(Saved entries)
-- Opening Marker --

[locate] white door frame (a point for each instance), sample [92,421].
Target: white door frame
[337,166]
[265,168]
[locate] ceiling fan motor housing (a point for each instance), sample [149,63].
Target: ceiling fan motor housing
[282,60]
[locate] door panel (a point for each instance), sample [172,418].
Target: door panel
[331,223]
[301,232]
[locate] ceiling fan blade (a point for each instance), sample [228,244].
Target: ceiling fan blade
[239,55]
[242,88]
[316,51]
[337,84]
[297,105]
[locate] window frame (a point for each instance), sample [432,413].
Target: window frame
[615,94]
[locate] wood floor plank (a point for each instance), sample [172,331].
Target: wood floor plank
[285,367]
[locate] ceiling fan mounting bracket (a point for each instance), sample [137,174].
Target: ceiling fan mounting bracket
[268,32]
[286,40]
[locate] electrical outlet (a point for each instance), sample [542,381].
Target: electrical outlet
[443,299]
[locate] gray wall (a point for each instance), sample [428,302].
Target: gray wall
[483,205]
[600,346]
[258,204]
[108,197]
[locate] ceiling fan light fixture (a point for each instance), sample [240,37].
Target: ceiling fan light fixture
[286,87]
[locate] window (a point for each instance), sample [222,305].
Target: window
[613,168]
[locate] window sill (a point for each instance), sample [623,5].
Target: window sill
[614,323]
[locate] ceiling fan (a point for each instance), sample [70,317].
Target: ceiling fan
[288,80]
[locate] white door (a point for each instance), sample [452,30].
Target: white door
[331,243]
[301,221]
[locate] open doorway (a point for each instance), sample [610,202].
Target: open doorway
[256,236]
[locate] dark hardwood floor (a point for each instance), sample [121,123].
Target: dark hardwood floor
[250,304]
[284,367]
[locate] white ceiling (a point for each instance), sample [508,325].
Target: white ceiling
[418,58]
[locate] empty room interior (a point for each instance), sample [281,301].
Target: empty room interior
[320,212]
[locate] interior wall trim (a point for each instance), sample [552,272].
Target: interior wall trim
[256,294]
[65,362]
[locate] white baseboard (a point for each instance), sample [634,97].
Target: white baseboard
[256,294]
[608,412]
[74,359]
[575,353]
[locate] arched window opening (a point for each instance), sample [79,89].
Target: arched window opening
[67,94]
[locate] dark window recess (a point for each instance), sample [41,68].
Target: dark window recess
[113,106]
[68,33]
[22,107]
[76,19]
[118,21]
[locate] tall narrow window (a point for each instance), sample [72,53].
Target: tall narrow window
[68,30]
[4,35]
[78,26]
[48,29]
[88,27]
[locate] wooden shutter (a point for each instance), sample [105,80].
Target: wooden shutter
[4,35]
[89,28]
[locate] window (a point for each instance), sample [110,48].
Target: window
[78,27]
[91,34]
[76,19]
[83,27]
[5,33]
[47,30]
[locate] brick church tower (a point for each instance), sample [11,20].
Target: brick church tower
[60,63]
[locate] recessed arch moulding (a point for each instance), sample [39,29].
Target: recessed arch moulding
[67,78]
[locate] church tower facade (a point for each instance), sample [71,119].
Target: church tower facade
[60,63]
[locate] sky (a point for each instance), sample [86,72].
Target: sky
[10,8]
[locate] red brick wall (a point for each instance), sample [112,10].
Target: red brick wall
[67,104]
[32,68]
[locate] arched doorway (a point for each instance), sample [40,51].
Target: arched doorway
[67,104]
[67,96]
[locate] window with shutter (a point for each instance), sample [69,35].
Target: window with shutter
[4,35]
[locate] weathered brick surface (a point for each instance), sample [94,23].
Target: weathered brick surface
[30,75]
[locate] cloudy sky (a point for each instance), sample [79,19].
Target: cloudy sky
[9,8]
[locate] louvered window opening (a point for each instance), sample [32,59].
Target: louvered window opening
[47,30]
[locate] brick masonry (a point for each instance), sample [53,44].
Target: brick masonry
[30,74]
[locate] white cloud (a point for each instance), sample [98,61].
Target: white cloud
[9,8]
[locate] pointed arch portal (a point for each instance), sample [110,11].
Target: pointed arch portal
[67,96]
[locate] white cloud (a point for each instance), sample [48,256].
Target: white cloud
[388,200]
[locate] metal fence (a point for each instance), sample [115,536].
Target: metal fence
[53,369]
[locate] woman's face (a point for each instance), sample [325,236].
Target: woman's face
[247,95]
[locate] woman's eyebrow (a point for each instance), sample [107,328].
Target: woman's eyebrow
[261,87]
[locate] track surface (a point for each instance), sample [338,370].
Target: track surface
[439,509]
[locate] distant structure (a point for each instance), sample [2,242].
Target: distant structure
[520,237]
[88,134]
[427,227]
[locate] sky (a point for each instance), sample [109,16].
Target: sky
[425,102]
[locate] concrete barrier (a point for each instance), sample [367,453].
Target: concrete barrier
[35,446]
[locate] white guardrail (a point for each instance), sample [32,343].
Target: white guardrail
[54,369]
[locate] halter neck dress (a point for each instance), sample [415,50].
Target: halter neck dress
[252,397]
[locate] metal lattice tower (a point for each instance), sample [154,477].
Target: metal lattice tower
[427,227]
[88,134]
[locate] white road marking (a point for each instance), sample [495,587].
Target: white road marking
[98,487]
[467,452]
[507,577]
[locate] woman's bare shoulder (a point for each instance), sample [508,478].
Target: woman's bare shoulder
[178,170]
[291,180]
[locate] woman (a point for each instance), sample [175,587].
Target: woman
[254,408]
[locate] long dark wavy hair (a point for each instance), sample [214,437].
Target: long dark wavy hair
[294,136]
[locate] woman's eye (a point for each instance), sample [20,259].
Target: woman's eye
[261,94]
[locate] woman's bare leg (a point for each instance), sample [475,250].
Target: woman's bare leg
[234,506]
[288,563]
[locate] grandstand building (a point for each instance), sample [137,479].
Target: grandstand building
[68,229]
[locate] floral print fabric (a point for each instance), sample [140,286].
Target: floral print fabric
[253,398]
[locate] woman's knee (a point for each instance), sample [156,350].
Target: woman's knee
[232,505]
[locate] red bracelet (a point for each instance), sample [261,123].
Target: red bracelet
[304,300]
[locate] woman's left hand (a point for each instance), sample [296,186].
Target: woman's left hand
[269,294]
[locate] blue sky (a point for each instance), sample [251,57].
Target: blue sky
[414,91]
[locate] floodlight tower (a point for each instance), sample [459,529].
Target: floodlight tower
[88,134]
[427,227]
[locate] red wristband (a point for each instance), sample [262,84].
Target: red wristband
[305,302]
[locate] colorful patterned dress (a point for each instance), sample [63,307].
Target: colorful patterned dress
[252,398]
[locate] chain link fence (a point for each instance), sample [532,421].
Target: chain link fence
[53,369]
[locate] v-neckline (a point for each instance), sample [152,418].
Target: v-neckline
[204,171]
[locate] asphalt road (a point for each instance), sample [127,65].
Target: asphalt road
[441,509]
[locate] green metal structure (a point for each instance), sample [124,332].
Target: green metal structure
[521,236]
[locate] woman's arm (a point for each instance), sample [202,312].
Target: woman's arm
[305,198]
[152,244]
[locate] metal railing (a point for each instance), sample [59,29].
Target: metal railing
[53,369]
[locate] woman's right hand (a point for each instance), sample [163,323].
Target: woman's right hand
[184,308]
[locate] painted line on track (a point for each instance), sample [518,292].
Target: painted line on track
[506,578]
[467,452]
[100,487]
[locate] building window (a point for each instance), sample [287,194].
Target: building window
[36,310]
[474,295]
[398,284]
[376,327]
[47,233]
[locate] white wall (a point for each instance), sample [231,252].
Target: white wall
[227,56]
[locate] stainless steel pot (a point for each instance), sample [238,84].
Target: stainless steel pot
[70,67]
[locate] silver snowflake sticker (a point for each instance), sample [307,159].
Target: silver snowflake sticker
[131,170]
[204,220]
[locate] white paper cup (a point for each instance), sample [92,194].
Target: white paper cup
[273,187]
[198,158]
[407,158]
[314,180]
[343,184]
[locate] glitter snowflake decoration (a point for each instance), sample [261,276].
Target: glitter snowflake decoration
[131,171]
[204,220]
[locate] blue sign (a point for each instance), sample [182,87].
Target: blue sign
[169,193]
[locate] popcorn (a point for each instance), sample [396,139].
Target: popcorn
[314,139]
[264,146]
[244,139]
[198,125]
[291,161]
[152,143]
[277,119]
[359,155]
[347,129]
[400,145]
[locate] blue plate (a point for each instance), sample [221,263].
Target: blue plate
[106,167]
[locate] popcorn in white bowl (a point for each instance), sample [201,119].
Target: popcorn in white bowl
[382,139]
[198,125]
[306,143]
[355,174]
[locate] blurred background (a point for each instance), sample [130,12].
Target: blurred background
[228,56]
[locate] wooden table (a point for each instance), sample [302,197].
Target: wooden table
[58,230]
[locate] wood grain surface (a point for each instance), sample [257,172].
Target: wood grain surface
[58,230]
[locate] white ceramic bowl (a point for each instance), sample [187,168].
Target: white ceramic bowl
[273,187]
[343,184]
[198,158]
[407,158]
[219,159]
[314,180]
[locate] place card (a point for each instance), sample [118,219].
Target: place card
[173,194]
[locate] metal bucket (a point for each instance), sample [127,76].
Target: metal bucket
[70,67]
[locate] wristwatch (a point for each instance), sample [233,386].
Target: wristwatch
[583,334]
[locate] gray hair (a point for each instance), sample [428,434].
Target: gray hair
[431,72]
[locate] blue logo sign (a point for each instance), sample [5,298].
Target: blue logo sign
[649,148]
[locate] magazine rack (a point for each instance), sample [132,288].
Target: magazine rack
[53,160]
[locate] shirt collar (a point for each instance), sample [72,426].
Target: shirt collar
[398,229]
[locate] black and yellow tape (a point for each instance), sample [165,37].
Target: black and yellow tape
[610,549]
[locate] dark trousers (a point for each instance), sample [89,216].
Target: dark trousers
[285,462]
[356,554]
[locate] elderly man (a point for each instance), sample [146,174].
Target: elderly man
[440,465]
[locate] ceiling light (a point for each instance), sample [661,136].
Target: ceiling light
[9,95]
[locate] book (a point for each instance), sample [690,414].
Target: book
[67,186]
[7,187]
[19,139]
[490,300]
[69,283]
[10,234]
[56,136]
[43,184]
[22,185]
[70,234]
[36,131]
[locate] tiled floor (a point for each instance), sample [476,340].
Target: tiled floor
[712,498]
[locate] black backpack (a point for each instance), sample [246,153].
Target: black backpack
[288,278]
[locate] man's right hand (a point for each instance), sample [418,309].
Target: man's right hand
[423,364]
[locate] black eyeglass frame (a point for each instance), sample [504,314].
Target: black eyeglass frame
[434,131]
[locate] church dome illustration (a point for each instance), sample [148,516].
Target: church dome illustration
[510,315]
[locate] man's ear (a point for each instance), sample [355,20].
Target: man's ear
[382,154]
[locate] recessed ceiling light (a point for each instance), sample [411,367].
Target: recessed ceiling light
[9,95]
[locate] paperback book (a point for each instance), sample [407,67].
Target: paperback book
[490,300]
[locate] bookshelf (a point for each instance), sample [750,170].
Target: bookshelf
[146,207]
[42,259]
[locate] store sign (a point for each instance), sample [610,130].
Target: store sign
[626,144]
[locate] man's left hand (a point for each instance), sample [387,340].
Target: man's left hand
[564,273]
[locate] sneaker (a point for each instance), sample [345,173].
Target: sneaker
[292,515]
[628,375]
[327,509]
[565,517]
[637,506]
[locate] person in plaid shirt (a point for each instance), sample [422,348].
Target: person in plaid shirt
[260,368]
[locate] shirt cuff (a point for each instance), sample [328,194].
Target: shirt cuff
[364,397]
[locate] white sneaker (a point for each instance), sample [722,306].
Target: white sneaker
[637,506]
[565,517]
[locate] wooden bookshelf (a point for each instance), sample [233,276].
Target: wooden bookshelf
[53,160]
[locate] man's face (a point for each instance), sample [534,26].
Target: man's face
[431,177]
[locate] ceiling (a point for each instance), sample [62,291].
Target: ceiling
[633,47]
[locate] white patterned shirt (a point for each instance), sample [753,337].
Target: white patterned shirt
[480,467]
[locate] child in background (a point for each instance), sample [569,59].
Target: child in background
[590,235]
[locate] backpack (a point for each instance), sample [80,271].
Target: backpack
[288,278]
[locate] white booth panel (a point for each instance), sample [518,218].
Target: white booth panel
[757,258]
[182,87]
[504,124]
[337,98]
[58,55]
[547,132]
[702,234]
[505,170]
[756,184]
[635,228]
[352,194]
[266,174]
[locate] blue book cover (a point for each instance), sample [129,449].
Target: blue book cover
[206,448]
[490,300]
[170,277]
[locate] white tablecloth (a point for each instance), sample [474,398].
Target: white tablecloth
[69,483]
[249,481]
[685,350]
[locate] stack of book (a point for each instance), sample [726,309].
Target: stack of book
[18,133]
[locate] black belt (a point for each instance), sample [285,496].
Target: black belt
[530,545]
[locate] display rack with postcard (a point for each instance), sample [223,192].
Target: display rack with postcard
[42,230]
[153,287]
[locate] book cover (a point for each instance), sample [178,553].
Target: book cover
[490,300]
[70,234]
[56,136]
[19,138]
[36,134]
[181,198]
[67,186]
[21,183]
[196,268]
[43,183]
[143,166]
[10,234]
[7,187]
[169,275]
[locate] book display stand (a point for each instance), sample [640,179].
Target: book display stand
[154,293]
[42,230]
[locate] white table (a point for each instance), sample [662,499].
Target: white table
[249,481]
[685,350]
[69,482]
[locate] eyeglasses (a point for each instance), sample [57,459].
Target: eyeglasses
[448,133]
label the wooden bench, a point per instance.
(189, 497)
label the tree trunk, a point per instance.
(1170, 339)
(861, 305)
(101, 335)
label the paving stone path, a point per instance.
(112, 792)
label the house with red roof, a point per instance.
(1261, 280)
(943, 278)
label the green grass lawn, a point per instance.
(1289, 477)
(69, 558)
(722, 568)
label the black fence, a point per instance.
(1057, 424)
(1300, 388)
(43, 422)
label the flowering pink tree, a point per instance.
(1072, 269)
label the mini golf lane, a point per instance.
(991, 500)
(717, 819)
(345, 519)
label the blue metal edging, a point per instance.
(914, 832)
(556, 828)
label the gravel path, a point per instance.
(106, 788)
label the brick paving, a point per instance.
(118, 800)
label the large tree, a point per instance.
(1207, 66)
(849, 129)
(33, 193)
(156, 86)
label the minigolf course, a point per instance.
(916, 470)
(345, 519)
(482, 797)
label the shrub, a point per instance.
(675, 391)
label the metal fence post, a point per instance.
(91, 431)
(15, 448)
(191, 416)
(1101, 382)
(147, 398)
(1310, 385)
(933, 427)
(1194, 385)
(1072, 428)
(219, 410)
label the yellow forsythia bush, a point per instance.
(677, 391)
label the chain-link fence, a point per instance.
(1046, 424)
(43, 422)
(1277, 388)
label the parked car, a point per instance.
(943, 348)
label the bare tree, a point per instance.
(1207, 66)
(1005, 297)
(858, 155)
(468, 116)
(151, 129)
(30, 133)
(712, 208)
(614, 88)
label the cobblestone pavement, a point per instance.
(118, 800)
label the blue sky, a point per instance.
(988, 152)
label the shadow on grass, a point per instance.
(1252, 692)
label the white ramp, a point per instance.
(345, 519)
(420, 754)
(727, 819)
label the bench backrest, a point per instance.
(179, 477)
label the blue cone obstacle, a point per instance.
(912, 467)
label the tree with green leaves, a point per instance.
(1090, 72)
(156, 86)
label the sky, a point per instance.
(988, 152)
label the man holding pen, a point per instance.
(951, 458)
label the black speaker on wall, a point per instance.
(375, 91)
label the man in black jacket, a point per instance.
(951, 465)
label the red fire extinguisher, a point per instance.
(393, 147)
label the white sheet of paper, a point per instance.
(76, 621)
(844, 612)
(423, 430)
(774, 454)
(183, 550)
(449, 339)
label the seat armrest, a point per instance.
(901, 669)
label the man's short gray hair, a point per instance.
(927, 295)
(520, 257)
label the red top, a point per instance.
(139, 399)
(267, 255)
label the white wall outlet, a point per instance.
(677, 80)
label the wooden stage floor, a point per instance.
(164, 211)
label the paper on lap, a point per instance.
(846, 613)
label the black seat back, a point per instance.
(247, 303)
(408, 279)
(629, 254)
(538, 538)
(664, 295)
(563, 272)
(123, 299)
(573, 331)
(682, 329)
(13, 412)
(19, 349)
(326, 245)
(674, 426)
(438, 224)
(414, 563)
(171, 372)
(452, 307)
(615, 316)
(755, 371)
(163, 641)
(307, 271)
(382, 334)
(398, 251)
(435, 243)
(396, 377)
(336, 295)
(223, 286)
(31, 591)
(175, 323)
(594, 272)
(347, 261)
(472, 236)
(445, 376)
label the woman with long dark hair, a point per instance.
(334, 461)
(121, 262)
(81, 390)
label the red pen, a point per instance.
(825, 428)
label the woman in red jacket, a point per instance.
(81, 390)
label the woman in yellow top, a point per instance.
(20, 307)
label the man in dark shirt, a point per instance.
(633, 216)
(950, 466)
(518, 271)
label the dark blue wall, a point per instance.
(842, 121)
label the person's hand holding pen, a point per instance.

-- Closing Marker --

Your answer must be the lines above from the one containing "[locate] wristwatch (a" to the one containing "[locate] bookshelf (a", both included, restated word for word.

__Exercise result__.
[locate] wristwatch (a point for each instance), sample [233,386].
Target: wristwatch
[583,334]
[locate] gray hair (a point for each instance), sample [428,434].
Target: gray hair
[431,72]
[locate] blue logo sign (a point for each instance), sample [5,298].
Target: blue logo sign
[649,148]
[locate] magazine rack (a point for each instance), sample [132,288].
Target: magazine rack
[53,160]
[locate] shirt collar (a point for each instance), sample [72,426].
Target: shirt collar
[398,229]
[locate] black and yellow tape (a point for each instance), sample [165,37].
Target: black and yellow tape
[610,549]
[locate] dark trousers (a point for each instance), sample [89,216].
Target: dark trousers
[285,462]
[356,554]
[locate] elderly man (a point for each instance), sample [146,174].
Target: elderly man
[440,465]
[locate] ceiling light (a point for each instance), sample [661,136].
Target: ceiling light
[9,95]
[locate] book (a point for each instance), sample [690,414].
Target: book
[67,186]
[7,187]
[19,139]
[490,300]
[69,283]
[10,234]
[56,136]
[43,184]
[22,185]
[70,234]
[36,131]
[locate] tiled floor (a point for each instance), sample [476,340].
Target: tiled floor
[712,498]
[locate] black backpack (a point for each instance), sample [246,153].
Target: black backpack
[288,278]
[locate] man's right hand (a point for each instance), sample [418,309].
Target: man's right hand
[423,364]
[locate] black eyeglass frame (a point for each instance), sample [504,314].
Target: black eyeglass frame
[434,131]
[locate] church dome illustration (a point for each instance), sample [148,516].
Target: church dome illustration
[510,315]
[locate] man's ear (a point for each instance), sample [355,20].
Target: man's ear
[382,154]
[locate] recessed ceiling light (a point for each instance), sample [411,367].
Target: recessed ceiling light
[9,95]
[locate] paperback book (a point for each instance), sample [407,67].
Target: paperback book
[490,300]
[locate] bookshelf (a point for each instance), sample [750,170].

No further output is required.